Input material below:

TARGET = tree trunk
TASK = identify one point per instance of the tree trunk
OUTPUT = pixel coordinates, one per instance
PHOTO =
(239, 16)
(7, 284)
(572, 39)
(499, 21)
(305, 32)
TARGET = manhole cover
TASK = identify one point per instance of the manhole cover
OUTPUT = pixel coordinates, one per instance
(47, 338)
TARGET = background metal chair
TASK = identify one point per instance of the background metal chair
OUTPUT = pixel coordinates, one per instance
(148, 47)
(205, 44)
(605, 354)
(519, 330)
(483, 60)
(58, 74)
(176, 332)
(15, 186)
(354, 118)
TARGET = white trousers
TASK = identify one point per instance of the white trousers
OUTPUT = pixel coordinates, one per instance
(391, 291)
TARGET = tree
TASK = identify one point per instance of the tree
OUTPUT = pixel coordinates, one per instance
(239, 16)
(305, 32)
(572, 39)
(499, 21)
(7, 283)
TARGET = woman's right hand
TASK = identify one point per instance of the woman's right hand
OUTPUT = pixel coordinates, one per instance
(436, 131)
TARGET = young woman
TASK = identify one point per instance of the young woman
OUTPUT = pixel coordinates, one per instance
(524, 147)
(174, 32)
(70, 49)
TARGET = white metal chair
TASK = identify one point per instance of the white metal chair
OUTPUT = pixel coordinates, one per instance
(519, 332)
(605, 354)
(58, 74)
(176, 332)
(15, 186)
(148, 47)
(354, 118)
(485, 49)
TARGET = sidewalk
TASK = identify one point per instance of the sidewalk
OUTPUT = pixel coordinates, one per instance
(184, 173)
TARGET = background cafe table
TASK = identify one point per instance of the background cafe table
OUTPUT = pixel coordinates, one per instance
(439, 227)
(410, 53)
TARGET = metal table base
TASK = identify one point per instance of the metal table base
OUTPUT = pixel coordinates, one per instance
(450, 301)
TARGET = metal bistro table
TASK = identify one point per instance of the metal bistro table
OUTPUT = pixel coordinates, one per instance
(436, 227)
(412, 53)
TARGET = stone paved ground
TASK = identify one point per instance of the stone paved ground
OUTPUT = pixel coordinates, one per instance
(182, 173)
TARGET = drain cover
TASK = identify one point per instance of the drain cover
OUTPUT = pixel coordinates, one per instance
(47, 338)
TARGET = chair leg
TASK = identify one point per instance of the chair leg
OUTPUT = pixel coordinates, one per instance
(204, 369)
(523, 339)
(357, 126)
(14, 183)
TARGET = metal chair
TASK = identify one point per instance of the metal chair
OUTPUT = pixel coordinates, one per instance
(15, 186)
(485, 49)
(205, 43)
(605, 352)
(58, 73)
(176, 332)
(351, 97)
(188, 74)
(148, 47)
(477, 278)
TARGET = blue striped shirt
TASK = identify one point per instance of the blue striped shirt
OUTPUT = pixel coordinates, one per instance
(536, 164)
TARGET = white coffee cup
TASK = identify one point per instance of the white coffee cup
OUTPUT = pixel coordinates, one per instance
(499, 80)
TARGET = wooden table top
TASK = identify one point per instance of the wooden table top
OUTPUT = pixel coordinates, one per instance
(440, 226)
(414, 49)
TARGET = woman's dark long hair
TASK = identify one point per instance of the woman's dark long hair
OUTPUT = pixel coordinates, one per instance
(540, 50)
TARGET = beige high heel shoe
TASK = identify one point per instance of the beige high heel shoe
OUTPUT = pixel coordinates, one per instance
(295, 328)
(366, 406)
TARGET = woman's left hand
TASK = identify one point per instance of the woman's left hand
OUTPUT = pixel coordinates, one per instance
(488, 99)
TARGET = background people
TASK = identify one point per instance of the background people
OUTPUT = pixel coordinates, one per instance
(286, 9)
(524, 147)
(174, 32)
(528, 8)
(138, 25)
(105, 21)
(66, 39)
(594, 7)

End of Input material.
Input material below:

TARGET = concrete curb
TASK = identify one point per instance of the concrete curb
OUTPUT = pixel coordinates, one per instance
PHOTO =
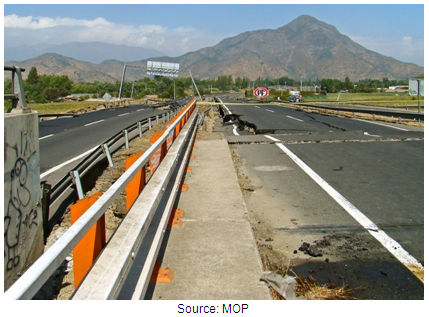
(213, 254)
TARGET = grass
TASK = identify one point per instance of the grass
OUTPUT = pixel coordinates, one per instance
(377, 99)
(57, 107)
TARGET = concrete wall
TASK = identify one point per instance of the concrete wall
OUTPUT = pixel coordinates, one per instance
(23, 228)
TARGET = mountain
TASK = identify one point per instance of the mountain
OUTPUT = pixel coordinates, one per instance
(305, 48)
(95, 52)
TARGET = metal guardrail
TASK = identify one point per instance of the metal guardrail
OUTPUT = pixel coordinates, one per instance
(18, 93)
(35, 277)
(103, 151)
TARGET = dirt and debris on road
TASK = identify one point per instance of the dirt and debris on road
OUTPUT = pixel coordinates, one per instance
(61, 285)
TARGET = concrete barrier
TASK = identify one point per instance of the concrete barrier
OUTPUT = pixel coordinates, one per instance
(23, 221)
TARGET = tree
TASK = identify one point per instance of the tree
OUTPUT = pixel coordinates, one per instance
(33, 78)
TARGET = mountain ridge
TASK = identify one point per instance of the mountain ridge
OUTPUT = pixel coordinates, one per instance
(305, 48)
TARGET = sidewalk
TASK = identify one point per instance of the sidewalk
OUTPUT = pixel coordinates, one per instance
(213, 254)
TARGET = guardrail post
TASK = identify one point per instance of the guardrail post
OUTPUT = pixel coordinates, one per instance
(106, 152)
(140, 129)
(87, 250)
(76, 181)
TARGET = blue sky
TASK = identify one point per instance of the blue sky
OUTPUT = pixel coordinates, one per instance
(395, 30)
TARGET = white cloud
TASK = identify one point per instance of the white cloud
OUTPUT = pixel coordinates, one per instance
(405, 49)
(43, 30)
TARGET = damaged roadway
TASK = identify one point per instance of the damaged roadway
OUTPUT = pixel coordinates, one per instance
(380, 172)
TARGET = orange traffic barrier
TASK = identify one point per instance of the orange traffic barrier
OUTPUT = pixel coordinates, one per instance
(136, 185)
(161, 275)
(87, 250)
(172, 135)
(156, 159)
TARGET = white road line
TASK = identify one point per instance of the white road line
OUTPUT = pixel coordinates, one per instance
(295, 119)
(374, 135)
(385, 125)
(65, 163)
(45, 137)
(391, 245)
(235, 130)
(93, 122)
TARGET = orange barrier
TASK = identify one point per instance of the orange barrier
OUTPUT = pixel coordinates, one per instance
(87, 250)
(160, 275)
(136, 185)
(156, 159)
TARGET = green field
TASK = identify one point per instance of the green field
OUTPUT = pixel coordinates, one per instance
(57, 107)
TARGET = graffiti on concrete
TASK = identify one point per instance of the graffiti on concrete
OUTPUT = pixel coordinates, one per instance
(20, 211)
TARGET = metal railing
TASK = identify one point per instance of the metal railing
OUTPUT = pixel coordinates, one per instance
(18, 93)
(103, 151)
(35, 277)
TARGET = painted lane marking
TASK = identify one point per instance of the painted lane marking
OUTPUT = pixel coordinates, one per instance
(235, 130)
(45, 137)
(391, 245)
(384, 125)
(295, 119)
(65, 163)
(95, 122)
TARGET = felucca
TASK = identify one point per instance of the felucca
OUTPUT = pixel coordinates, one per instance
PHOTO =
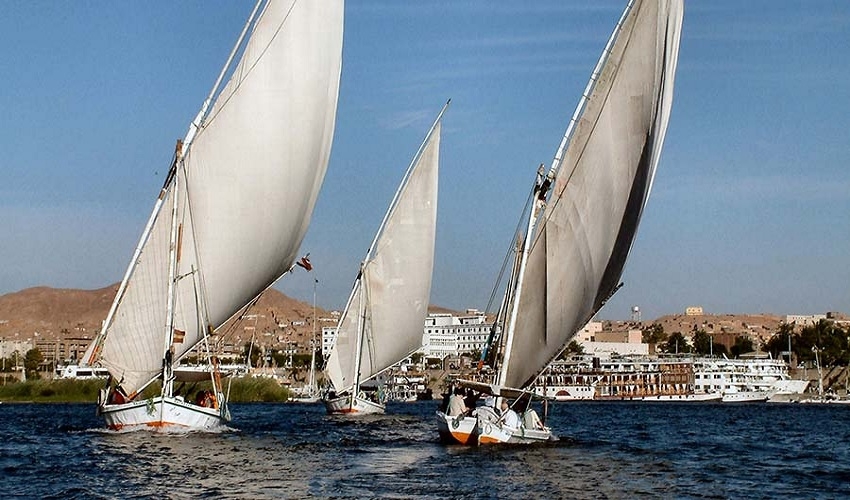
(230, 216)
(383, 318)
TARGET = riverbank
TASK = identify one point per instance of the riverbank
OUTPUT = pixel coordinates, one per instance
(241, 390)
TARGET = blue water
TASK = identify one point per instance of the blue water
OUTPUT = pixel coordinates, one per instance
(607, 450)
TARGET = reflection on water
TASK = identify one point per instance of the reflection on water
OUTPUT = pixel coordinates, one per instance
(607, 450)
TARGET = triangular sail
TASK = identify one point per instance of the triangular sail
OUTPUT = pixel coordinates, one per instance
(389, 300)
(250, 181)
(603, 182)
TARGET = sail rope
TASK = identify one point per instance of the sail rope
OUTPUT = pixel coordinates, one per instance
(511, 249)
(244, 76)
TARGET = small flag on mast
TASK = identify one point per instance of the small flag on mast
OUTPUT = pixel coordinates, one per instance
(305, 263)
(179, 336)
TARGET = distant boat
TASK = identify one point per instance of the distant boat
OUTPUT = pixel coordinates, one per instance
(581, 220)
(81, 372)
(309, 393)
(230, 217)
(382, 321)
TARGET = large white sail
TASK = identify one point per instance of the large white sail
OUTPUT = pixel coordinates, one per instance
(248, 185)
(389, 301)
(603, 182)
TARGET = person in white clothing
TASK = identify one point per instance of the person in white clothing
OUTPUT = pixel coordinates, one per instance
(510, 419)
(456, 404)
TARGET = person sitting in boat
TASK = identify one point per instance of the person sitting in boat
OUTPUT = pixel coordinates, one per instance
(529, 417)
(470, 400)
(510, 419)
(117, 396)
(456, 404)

End of Input material.
Input material below:

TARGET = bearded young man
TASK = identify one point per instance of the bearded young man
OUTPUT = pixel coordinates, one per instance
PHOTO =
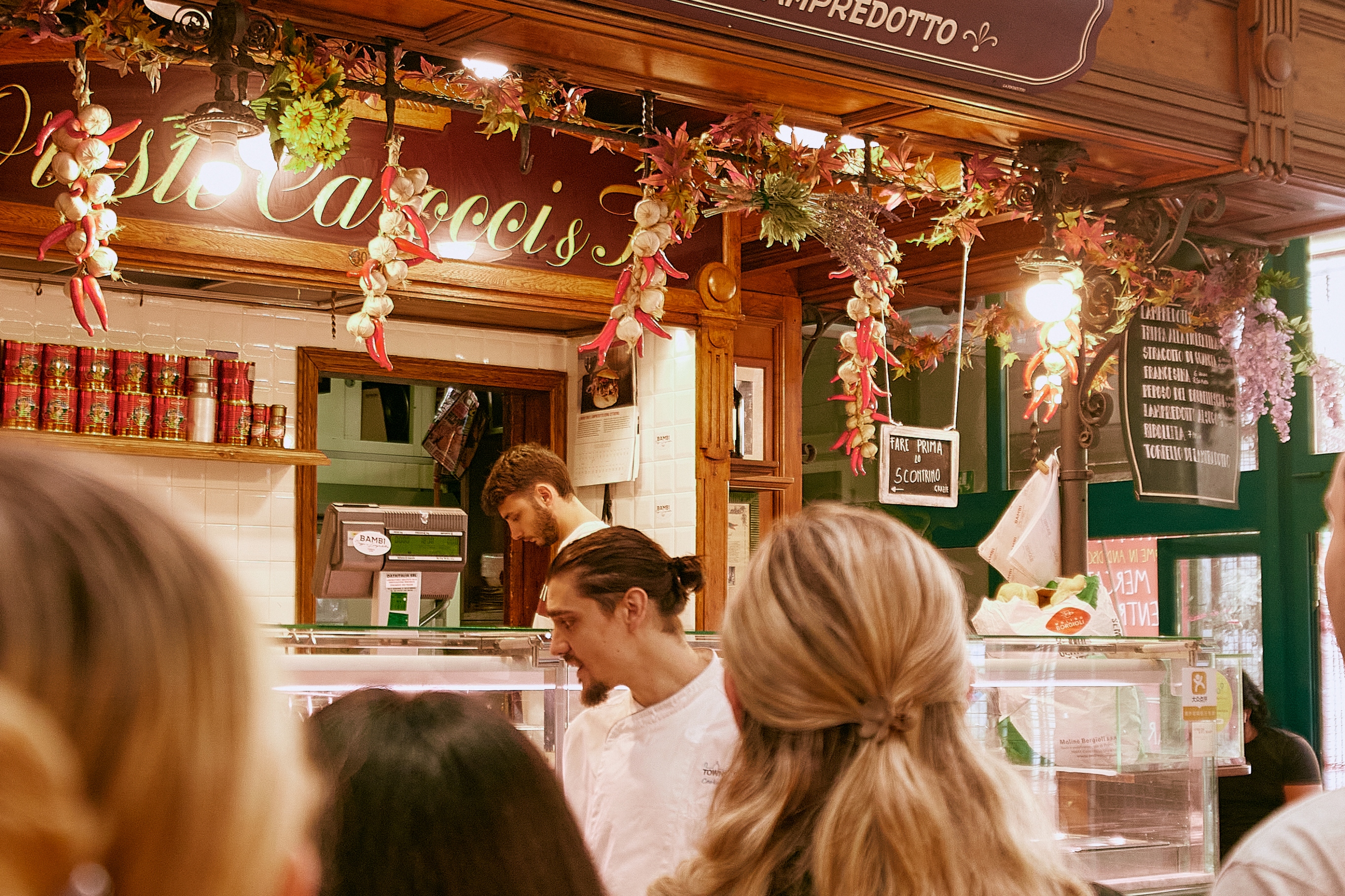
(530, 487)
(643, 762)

End of Input material.

▶ **Goal of the exercise**
Scan the material above. Copy each line where "railing" occurs.

▶ **Problem solution**
TARGET = metal railing
TASK = identify one point per instance of the metal railing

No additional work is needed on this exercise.